## Task to carry out:
Reproduce the part of the essay below about installing a gallery show that runs between "I shrugged and" and "we resumed tapping.", inclusive.

## Text section:
** begin **
The front page of this weekend’s NY Time’s Sunday Styles featured an article called “The Young Gallerists.” The piece by Laura M. Holson highlighted a handful of young, ambitious go-getters who are making waves in the contemporary art world as they run their own galleries and curate shows of marked significance.

Clearly, I was out of town when she called.

Behind every gallery opening is a mess a young gallery director needs to clean up

Ms. Holson’s article points to the economic uncertainty of ventures in the art world, but focuses on the glamor of exhibition openings. Behind the glamor is a gritty story of a gallery director, a drill, and a large bottle of advil.

“ADAM! HELP!” I screamed as the 8 foot ladder under my feet began to tip.

Before my assistant could swoop to my rescue, I made a Lara Croft style dive for the lighting track, letting the freed can and blub crash to the ground.

I was in the midst of installing my gallery’s fall exhibition – a show of large-scale contemporary sculptures – and my near death experience while adjusting the gallery lights was just another almost catastrophe in a week ripe with artwork-induced calamities.

Before my assistant could rescue me, I made a Lara Croft-style dive for the lighting track. I sense a new cult video game: The Young Gallerists

In the wee hours of the previous night, I offered to serve as the human vice for an artist while she sawed the head off a bolt. The saw only slipped twice, and unfazed, I watched the corner of my recently manicured index-fingernail shoot off. Luckily, the artist stopped before we had a chance to see if my new health insurance covered partial amputations.

“How thick is the plywood behind the plaster?” another artist asked as we tapped on one of the gallery walls, trying to decide if there was enough internal support for his work.

I shrugged and hoped for the best.

I inherited the gallery walls... I found out some of them were concrete the hard way.

After all, I inherited my gallery walls, I didn’t build them. I have no idea what they’re made of. As far as I was concerned, there was only one to find out: Drill, baby, drill.

When the anchor for his florescent resin tree branch began to tear a stripe through the plaster, we figured the plywood wasn’t the ¾” thick we had hoped for.

I pulled out the patching putty and we resumed tapping.

“Do you have a stud-finder?”

“I assume you don’t mean my Friday-night wingwoman?”

Apparently, a stud-finder is a small contraption that you run over a wall to find an upright post in the framework of a wall.

The exhibition will open. The wine will pour. The charm will ooze. And then... the gallerist collapses.

I count the number of causalities amassed during the installation – my fingernail, my olive-toned crepe silk pants, half an artwork, one intern – and consider what still needs to be done. Wall labels need to be mounted. Price-lists need to be finalized. Exhibition brochures need to be picked up from the printer. Wine needs to be purchased.

There are only 2 days left till the opening. The clock is ticking.

On opening night, I’ll be made-up and bedazzled in vintage couture. The wine will pour. The charm will ooze. And then, like I’ve done every day since the loan agreements came in, I’ll collapse into bed, hoping my eyeliner will still look fresh when I go back into work the next morning to start all over again.
** end **
## Dataset rows:
** begin **
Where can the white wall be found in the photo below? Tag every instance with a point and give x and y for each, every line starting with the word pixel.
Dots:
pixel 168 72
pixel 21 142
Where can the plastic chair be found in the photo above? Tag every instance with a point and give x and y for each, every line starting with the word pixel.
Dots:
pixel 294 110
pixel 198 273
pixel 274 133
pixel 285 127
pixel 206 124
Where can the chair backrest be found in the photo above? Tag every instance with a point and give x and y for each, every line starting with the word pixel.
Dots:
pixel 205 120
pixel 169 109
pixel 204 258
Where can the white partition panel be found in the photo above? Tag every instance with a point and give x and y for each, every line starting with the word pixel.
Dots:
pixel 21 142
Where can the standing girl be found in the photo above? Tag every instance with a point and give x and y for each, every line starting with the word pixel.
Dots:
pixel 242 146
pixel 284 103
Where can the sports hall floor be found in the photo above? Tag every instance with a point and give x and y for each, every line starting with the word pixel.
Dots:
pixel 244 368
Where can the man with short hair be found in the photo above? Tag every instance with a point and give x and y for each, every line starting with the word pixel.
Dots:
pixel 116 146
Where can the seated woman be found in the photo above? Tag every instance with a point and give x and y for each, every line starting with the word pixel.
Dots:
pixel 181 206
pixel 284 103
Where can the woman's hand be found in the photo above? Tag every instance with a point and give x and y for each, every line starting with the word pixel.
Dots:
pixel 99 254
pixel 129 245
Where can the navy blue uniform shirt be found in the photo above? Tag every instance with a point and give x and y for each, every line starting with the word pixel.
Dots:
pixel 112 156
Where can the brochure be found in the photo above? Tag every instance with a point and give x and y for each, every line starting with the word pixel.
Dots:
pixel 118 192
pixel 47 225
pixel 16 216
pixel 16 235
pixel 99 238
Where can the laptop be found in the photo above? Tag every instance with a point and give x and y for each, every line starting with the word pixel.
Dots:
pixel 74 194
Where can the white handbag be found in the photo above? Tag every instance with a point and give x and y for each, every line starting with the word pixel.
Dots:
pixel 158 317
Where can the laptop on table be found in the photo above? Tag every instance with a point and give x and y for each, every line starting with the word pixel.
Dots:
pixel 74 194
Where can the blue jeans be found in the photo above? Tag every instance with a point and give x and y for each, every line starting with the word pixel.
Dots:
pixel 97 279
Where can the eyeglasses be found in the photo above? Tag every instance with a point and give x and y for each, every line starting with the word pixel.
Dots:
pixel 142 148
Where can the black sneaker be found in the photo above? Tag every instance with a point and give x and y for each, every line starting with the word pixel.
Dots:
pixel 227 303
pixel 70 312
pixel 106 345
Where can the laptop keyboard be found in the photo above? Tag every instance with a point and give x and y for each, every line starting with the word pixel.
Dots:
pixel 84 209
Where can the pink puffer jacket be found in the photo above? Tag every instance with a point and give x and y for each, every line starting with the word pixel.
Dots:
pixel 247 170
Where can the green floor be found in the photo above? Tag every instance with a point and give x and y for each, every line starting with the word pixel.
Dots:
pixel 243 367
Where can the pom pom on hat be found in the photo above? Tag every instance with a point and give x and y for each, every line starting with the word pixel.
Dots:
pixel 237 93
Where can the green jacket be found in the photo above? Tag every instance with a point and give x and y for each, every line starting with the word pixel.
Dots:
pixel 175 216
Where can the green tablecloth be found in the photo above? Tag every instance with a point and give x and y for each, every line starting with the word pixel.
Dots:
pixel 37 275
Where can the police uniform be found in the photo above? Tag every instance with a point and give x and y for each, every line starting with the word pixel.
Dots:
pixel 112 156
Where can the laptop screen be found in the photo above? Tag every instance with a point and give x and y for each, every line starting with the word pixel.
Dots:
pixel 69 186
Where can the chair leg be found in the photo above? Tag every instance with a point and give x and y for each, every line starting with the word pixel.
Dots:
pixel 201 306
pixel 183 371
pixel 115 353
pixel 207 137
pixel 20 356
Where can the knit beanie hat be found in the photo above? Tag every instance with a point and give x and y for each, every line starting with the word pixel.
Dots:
** end **
## Solution to this task:
I shrugged and hoped for the best.

I inherited the gallery walls... I found out some of them were concrete the hard way.

After all, I inherited my gallery walls, I didn’t build them. I have no idea what they’re made of. As far as I was concerned, there was only one to find out: Drill, baby, drill.

When the anchor for his florescent resin tree branch began to tear a stripe through the plaster, we figured the plywood wasn’t the ¾” thick we had hoped for.

I pulled out the patching putty and we resumed tapping.